[Stored dataset items]
begin

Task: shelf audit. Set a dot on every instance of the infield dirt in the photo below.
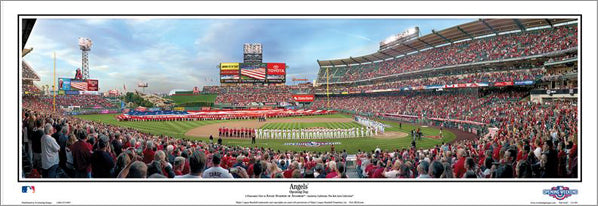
(212, 129)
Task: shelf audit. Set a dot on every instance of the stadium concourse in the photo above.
(512, 83)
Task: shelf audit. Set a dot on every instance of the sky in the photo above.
(183, 53)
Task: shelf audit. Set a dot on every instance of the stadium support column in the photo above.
(54, 86)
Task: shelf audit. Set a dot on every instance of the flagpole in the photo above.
(54, 86)
(327, 92)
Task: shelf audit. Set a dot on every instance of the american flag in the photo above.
(82, 86)
(257, 73)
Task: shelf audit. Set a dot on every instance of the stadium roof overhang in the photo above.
(467, 31)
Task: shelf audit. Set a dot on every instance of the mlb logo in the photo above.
(28, 189)
(560, 192)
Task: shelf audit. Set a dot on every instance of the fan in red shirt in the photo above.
(459, 168)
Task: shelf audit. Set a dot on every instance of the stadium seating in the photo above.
(502, 76)
(83, 101)
(485, 49)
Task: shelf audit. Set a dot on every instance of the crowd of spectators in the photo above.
(505, 46)
(31, 88)
(532, 141)
(82, 101)
(489, 77)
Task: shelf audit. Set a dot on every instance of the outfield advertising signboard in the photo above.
(303, 97)
(64, 84)
(92, 85)
(67, 84)
(252, 72)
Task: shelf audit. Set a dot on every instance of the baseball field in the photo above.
(395, 137)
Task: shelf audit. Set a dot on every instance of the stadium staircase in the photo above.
(27, 165)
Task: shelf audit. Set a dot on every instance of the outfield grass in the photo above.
(305, 125)
(180, 99)
(178, 130)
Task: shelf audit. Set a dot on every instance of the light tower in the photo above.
(85, 46)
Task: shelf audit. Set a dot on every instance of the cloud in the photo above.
(183, 53)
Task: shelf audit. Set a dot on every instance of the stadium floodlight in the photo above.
(85, 46)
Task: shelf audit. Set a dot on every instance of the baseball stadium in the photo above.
(487, 98)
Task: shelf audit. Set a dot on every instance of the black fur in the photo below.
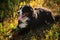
(43, 21)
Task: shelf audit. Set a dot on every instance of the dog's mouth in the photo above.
(24, 22)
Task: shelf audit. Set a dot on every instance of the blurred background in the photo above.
(8, 17)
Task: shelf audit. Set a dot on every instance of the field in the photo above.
(10, 23)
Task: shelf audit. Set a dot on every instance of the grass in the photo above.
(52, 34)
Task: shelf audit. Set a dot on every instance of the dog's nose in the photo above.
(19, 22)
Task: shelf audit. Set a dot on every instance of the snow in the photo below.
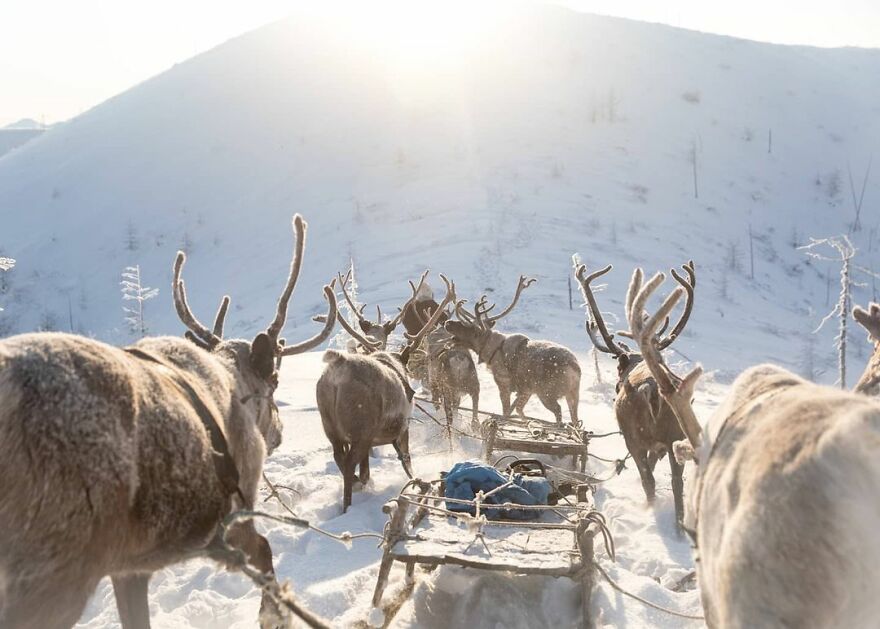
(338, 582)
(562, 133)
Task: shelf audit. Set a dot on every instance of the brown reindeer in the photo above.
(120, 462)
(648, 425)
(869, 382)
(365, 400)
(518, 364)
(447, 365)
(785, 496)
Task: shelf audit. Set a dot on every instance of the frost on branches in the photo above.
(134, 290)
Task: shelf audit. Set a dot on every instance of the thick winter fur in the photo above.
(364, 401)
(786, 506)
(452, 374)
(107, 467)
(649, 426)
(525, 367)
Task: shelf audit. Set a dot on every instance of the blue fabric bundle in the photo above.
(465, 479)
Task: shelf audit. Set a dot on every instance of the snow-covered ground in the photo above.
(338, 582)
(562, 133)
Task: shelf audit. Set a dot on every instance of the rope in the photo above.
(614, 584)
(267, 583)
(445, 426)
(344, 538)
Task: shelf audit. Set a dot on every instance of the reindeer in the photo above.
(378, 330)
(120, 462)
(648, 425)
(786, 494)
(365, 400)
(869, 382)
(518, 364)
(447, 367)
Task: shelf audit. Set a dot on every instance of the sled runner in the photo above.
(423, 529)
(536, 437)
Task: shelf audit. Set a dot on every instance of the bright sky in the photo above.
(61, 57)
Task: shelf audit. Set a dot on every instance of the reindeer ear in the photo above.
(263, 356)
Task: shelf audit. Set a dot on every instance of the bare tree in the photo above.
(845, 251)
(857, 204)
(134, 290)
(131, 237)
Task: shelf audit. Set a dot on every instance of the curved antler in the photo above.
(522, 283)
(320, 337)
(220, 318)
(677, 393)
(414, 340)
(343, 283)
(688, 285)
(595, 321)
(274, 329)
(463, 315)
(368, 345)
(178, 292)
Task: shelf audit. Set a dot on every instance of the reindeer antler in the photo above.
(869, 319)
(678, 394)
(595, 321)
(220, 318)
(323, 335)
(343, 284)
(688, 285)
(522, 283)
(414, 340)
(274, 329)
(206, 338)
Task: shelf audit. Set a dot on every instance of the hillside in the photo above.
(484, 146)
(560, 133)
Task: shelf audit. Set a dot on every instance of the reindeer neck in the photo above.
(492, 343)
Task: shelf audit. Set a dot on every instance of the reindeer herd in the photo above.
(120, 461)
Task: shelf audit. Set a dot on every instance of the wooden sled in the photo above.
(421, 530)
(536, 437)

end

Problem to work on:
Output the line holding "runner in the photo above.", then every later line through the end of the records above, exactly as given and nothing else.

Expected answer:
Task: shelf audit. Set a dot on every instance of the sled runner in the photo above.
(423, 529)
(536, 437)
Task: shelf audit. Set a dot on every instance of the bright sky in the photo above.
(61, 57)
Task: shelf audit. Set a dot on every instance of the reindeer ear in the photo above.
(263, 356)
Task: shelf audit. Set a dot on every instance of the bare tree in the photo above.
(845, 251)
(857, 204)
(134, 290)
(131, 237)
Task: shelf audit. Set a dot on every instance of the curved antler in the photo above.
(522, 283)
(320, 337)
(220, 318)
(677, 393)
(414, 340)
(343, 283)
(688, 285)
(595, 321)
(274, 329)
(463, 315)
(368, 345)
(178, 292)
Task: shelf audit. Set a dot on every instance of the reindeer antler in the photo above.
(869, 319)
(678, 394)
(595, 321)
(220, 318)
(323, 335)
(343, 284)
(688, 285)
(522, 283)
(414, 340)
(274, 329)
(206, 338)
Task: shelf audit. Set a dot on every instance of the hillside in the photo above.
(484, 146)
(560, 133)
Task: shelf audit. Set a dot on every instance of the reindeer neck in the photo above.
(492, 343)
Task: shelf audit. Set a dot on every instance of the reindeer herd in the photo above.
(120, 461)
Task: shelf audit. Set a dot on every instance of the wooden sled in the photo above.
(421, 530)
(536, 437)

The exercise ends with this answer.